> _JOB_: Rewrite all of the records below as a single numbered list with the blank lines dropped, and leave the pictures out of your answer.

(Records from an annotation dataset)
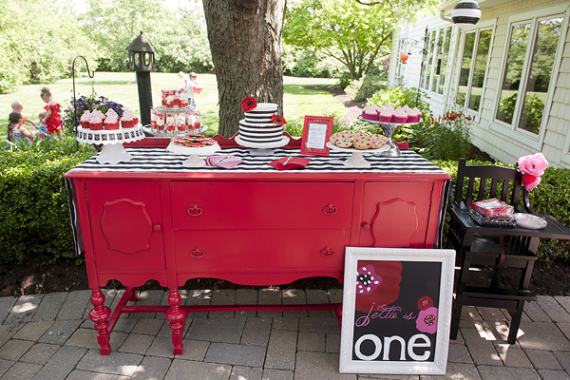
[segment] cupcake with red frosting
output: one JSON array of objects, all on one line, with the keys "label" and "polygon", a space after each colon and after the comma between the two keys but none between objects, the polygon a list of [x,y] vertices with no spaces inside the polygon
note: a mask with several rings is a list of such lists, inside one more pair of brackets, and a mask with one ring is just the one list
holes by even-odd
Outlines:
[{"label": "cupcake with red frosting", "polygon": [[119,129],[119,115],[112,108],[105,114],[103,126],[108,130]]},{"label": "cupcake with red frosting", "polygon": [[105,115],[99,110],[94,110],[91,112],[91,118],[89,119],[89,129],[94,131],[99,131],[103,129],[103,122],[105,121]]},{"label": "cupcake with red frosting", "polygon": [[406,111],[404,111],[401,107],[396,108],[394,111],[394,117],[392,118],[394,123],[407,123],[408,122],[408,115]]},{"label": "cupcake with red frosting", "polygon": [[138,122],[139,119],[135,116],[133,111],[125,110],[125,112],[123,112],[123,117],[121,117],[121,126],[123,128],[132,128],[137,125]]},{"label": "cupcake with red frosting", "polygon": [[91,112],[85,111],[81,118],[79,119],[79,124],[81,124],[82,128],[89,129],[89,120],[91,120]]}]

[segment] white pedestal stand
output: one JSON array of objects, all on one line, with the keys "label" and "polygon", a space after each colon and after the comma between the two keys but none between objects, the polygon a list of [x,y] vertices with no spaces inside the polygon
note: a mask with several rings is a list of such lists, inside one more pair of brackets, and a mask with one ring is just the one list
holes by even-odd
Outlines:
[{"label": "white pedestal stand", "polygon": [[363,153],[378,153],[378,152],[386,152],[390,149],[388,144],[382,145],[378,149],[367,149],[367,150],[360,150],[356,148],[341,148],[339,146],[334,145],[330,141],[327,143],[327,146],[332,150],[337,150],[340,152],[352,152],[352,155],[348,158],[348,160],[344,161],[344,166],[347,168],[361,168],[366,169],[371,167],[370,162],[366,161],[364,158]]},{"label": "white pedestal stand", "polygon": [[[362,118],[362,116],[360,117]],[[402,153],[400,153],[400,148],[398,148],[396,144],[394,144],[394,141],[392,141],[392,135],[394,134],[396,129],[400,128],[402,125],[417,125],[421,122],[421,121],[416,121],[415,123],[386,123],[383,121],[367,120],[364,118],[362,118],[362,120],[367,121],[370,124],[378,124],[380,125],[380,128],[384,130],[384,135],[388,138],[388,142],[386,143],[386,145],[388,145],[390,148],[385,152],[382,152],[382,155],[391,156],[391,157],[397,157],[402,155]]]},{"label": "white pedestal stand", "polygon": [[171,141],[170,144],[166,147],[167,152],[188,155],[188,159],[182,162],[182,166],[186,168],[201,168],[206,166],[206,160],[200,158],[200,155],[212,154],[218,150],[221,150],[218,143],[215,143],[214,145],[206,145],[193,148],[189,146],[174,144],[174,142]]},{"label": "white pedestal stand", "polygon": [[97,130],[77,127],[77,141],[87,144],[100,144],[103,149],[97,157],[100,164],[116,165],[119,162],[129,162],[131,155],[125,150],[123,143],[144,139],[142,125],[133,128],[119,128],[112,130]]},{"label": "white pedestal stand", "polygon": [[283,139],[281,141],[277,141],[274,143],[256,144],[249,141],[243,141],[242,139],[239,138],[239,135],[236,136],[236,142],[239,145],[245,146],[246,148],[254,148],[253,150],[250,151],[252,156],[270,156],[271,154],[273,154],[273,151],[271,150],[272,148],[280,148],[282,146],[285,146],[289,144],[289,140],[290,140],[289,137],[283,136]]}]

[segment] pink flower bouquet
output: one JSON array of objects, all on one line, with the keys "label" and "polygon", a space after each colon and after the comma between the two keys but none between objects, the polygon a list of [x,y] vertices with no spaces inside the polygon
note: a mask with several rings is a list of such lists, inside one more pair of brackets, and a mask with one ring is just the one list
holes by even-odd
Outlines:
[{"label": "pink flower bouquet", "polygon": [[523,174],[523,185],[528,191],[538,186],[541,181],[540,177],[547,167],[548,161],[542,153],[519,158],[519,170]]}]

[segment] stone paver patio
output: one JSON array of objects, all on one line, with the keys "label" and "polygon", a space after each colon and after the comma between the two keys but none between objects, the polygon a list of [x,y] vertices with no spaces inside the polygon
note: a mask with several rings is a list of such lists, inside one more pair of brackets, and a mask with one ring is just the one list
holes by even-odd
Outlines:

> _EXERCISE OUTPUT_:
1. [segment] cupcake with red frosting
2. output: one JSON array of objects, all on one line, with the keys "label" and "polygon", a space after each colon and after the comma between the two keys but none between objects, the polygon a list of [x,y] vertices with no spaces inside the polygon
3. note: a mask with several rings is a list of such lists, inside one more pair of brackets, and a mask with one ring is just the one list
4. holes by even-odd
5. Outlines:
6. [{"label": "cupcake with red frosting", "polygon": [[119,129],[119,115],[112,108],[105,114],[103,126],[108,130]]},{"label": "cupcake with red frosting", "polygon": [[105,115],[99,110],[94,110],[91,112],[91,118],[89,119],[89,129],[94,131],[99,131],[103,129],[103,122],[105,121]]},{"label": "cupcake with red frosting", "polygon": [[406,111],[404,111],[401,107],[396,108],[394,111],[394,117],[392,118],[394,123],[407,123],[408,122],[408,115]]},{"label": "cupcake with red frosting", "polygon": [[138,122],[139,119],[135,116],[133,111],[125,110],[125,112],[123,112],[123,117],[121,117],[121,126],[123,128],[132,128],[137,125]]},{"label": "cupcake with red frosting", "polygon": [[91,112],[85,111],[81,118],[79,119],[79,124],[81,124],[82,128],[89,129],[89,120],[91,120]]}]
7. [segment] white pedestal stand
8. output: one JSON array of objects, all on one line, with the keys "label" and "polygon", a space after each colon and after the comma between the two keys but none between objects, the polygon a list of [x,y] vertices with no spaces inside the polygon
9. note: a mask with several rings is a list of such lists, inside one more pair of brackets, and a mask with one ring is just the one list
10. holes by even-odd
11. Outlines:
12. [{"label": "white pedestal stand", "polygon": [[363,153],[378,153],[378,152],[386,152],[390,149],[388,144],[382,145],[378,149],[367,149],[367,150],[360,150],[356,148],[341,148],[339,146],[334,145],[330,141],[327,143],[327,146],[332,150],[337,150],[340,152],[352,152],[352,155],[348,158],[348,160],[344,161],[344,166],[347,168],[361,168],[366,169],[371,167],[370,162],[366,161],[364,158]]},{"label": "white pedestal stand", "polygon": [[[362,118],[362,116],[360,117]],[[402,153],[400,153],[400,148],[398,148],[396,144],[394,144],[394,141],[392,141],[392,135],[394,134],[396,129],[400,128],[402,125],[417,125],[421,122],[421,121],[416,121],[415,123],[386,123],[383,121],[367,120],[364,118],[362,118],[362,120],[367,121],[370,124],[378,124],[380,125],[380,128],[384,130],[384,135],[388,138],[388,142],[386,143],[386,145],[388,145],[390,148],[385,152],[382,152],[382,155],[391,156],[391,157],[397,157],[402,155]]]},{"label": "white pedestal stand", "polygon": [[171,141],[170,144],[166,147],[167,152],[188,155],[188,159],[182,162],[182,166],[186,168],[201,168],[206,166],[206,160],[200,158],[200,155],[212,154],[218,150],[221,150],[218,143],[215,143],[214,145],[206,145],[193,148],[189,146],[174,144],[174,142]]},{"label": "white pedestal stand", "polygon": [[97,130],[77,127],[77,141],[87,144],[100,144],[103,149],[97,157],[100,164],[116,165],[119,162],[129,162],[131,155],[125,150],[123,143],[144,139],[142,125],[133,128],[119,128],[112,130]]},{"label": "white pedestal stand", "polygon": [[283,139],[281,141],[277,141],[274,143],[256,144],[249,141],[243,141],[242,139],[239,138],[239,135],[236,136],[236,142],[239,145],[245,146],[246,148],[254,148],[253,150],[250,151],[252,156],[270,156],[271,154],[273,154],[273,151],[271,150],[272,148],[280,148],[282,146],[285,146],[289,144],[289,140],[290,140],[289,137],[283,136]]}]
13. [segment] pink flower bouquet
14. output: one JSON array of objects, all on one line, with the keys "label" and "polygon", a space after each colon and after the comma between the two keys but none between objects, the polygon a list of [x,y] vertices with no spaces inside the polygon
15. note: a mask with several rings is a list of such lists, inside one more pair of brackets, and a mask with one ring is just the one list
16. holes by even-odd
17. Outlines:
18. [{"label": "pink flower bouquet", "polygon": [[523,174],[523,185],[528,191],[538,186],[541,181],[540,177],[547,167],[548,161],[542,153],[519,158],[519,170]]}]
19. [segment] stone paver patio
20. output: one JSON array of objects, all on one line, with the keys "label" and "polygon", a space after each colon and after the comma between the two keys but none between objects, the polygon a list of [x,y] vertices with no spaces inside the polygon
21. note: a mask with several rings is a list of such lists, inside one more pair of brackets, and a mask with one ring is just the one list
22. holes by even-odd
23. Outlines:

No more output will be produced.